Exercise: Update the part that opens with the line containing "Would you be so kind as to mark the grass" and closes with the line containing "column 192, row 258" by replacing "palm frond" with "palm leaf", leaving everything else unchanged. Give back only those lines.

— start Entries —

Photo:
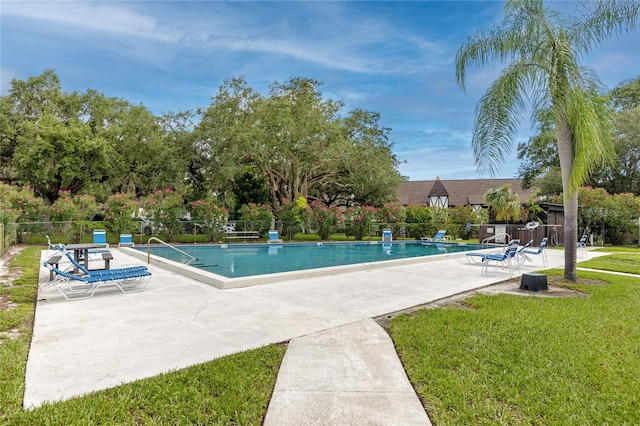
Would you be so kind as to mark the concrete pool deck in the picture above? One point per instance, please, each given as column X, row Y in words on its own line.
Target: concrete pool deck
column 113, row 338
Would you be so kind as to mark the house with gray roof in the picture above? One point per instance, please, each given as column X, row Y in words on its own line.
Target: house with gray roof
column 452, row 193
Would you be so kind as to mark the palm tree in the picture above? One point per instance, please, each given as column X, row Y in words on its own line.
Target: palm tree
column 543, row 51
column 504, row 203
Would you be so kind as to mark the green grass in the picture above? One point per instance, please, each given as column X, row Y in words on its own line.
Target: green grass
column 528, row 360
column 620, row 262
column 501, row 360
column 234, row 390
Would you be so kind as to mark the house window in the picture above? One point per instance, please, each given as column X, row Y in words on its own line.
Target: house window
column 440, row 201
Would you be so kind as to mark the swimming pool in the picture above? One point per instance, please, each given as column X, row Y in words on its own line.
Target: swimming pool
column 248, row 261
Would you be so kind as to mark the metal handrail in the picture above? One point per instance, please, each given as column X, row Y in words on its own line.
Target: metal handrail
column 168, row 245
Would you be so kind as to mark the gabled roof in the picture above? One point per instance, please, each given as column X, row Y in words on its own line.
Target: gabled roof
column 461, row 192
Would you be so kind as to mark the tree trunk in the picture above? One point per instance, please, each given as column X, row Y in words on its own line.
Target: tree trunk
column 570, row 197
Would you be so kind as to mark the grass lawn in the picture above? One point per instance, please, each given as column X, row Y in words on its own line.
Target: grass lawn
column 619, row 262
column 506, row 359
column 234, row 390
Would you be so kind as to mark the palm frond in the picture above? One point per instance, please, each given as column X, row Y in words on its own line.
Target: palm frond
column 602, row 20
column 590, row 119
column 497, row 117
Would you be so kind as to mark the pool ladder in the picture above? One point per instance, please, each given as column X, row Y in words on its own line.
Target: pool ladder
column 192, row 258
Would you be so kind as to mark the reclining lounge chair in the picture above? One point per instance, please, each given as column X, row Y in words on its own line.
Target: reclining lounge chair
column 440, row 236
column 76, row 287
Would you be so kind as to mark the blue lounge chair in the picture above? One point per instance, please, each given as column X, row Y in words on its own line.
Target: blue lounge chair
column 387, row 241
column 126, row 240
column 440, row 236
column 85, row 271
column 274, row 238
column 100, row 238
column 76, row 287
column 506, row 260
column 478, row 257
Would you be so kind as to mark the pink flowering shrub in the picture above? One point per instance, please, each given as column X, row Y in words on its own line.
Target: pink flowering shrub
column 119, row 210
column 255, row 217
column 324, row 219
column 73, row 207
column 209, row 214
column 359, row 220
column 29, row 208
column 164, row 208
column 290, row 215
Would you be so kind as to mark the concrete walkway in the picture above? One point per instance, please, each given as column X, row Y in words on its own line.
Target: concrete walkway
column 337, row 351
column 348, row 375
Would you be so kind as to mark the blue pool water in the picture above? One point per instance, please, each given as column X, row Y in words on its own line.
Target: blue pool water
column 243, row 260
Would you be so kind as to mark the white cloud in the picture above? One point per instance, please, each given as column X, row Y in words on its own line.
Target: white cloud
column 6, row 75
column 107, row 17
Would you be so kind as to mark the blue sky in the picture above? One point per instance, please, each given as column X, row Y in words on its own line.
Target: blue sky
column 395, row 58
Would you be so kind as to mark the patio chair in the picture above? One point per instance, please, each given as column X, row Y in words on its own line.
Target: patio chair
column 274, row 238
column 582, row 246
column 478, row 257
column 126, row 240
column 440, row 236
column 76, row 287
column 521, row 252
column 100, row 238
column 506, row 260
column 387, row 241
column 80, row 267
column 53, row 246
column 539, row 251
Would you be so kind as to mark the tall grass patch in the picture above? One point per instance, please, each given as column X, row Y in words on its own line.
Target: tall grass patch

— end Entries —

Expected output:
Would you be so kind as to mark the grass lawn in the picture above? One point per instance, please, each given as column X, row Y in words on its own line.
Target: grass lawn
column 619, row 262
column 506, row 359
column 234, row 390
Would you be so kind as to mark the palm leaf in the picture above? One point per instance, please, each given as column X, row Y in words on its own line.
Target: palm leaf
column 602, row 20
column 590, row 119
column 497, row 117
Would you be so kind as to mark the pool ladder in the picture above? One point per instance, please, each given as column X, row Y in words on its own line.
Target: pool ladder
column 192, row 258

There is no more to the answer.